Start of RECORDS FOR THIS EXERCISE
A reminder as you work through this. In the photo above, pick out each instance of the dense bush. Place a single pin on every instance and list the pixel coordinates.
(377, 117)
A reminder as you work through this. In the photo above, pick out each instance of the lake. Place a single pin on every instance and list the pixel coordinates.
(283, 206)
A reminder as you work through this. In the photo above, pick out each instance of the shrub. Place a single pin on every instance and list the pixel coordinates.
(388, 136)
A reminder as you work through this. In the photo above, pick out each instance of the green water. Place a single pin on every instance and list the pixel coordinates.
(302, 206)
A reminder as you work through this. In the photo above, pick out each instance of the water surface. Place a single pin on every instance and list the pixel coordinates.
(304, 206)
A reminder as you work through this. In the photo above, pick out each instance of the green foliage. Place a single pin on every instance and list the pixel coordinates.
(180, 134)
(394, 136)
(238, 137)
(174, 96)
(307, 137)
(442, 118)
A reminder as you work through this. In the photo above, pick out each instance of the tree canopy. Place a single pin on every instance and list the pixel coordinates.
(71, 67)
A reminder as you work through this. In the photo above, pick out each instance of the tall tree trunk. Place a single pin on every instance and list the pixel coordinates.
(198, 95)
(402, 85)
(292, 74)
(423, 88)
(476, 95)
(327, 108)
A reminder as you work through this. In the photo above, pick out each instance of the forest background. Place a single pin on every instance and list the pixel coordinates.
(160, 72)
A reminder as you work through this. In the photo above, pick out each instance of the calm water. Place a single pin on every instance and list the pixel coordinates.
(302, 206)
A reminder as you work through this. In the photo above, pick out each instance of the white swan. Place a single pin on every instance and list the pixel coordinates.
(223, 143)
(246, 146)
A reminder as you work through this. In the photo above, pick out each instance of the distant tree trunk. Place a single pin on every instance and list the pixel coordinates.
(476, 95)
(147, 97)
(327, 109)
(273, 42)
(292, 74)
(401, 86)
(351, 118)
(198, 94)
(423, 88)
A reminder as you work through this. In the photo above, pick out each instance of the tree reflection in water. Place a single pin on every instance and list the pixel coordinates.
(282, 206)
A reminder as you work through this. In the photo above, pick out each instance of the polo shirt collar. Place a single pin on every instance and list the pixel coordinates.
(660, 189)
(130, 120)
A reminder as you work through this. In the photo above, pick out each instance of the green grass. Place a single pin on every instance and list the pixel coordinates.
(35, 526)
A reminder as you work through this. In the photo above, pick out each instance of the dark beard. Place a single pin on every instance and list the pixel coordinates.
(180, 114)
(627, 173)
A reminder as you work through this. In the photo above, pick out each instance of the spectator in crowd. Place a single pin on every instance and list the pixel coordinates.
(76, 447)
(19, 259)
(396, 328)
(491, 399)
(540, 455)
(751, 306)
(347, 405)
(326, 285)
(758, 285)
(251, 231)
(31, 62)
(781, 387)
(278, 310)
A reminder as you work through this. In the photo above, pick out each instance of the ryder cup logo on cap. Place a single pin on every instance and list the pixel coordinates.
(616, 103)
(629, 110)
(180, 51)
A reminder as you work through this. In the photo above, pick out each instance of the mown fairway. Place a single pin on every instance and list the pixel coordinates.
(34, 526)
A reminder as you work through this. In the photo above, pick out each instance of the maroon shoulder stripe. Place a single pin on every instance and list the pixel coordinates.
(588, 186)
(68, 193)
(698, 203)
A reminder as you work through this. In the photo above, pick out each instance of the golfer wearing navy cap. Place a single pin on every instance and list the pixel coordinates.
End of RECORDS FOR THIS EXERCISE
▶ [REQUIRED WORK]
The answer should consist of every entry, repeated word for word.

▶ [RESPONSE BELOW]
A reminder as you work through this. In the photo above, pick out each instance of the dense bush. Place a single pin on every instance and list the pixel coordinates.
(377, 117)
A reminder as you work through this. In the photo above, pick out each instance of the lake. Place a single pin on every instance and list the pixel coordinates.
(283, 206)
A reminder as you work through this. In the photo above, pick out each instance of the shrub. Place a single pin on every instance and list the pixel coordinates.
(388, 136)
A reminder as you work through this. In the photo above, pick out each instance of the green water. Place a single pin on every instance and list the pixel coordinates.
(302, 206)
A reminder as you work through this. In the photo above, pick out each instance of the water surface. Place a single pin on every instance and list the pixel coordinates.
(304, 206)
A reminder as you work through this. In the photo above, pick out each instance of the green foliage. Place a single pin on every instance and list the pixel coordinates.
(180, 134)
(394, 136)
(238, 137)
(174, 96)
(307, 137)
(442, 118)
A reminder as you work through this. In the photo above, pick out each instance of the tree canopy. Place a single pin on every instance and list the pixel coordinates.
(71, 67)
A reminder as you work through this. In the photo above, pick out each instance of the tall tree trunk. Place a single pin on every instance and list the pixel coordinates.
(198, 95)
(402, 85)
(292, 74)
(423, 88)
(476, 95)
(327, 108)
A reminder as you work through this. In the photo above, pick out each instance of the forest background. Place a single pin on every instance and list the pixel coordinates.
(160, 72)
A reminder as you work through this. In the photo above, pick out each instance of the calm water. Place a single pin on every instance and list the pixel coordinates.
(302, 206)
A reminder as you work through this. In the photo above, pick out each instance of the white swan. Place a single pin on every instance and list the pixel coordinates.
(223, 143)
(246, 146)
A reminder as you work through this. In the photo above, pick out each instance of the distant tree trunk. Place a single pin on every instance and list the pixel coordinates.
(476, 95)
(147, 97)
(327, 109)
(273, 42)
(292, 74)
(401, 86)
(351, 118)
(198, 94)
(423, 88)
A reminder as you work through this. In the photo above, pick out each instance of the tree reflection in water. Place a single pin on every instance and list the pixel coordinates.
(282, 206)
A reminder as you work through this. In the photo above, pick out each instance of the polo shirt collar. Place a single pin on every instance and list the pixel coordinates.
(660, 189)
(130, 120)
A reminder as you work through this. In the photo above, pick out each instance of the green grass. Place a single pin on every instance and list the pixel coordinates.
(35, 526)
A reminder as you work through this. In the photo above, pick out each instance of the dark beard. Place a single pin on every instance and list the pixel coordinates.
(180, 114)
(627, 173)
A reminder as you work through this. In the photo above, pick out each instance of the spectator in crowd. Place a single pin on every instance and list the pixel coordinates.
(76, 447)
(19, 259)
(396, 328)
(491, 399)
(540, 455)
(751, 306)
(347, 405)
(326, 285)
(758, 285)
(251, 231)
(31, 62)
(781, 387)
(278, 310)
A reminder as you work through this. In the photo above, pick out each instance of the ryder cup logo on cap. Place a single pin on every instance and list the pixel coordinates.
(616, 103)
(629, 110)
(180, 51)
A reminder as you work through this. In the photo above, pick out each instance of the mown fairway. Place a single pin on every instance and list the pixel coordinates.
(34, 526)
A reminder as you work through this. In the photo above, pick out each instance of the maroon shoulder stripe. Place a single pin on every instance and list the pixel coordinates.
(588, 186)
(68, 193)
(698, 203)
A reminder as you work through this. In the photo above, pick out each instance of the golfer wearing navy cap. Place a single pin on every instance and list the pixel coordinates.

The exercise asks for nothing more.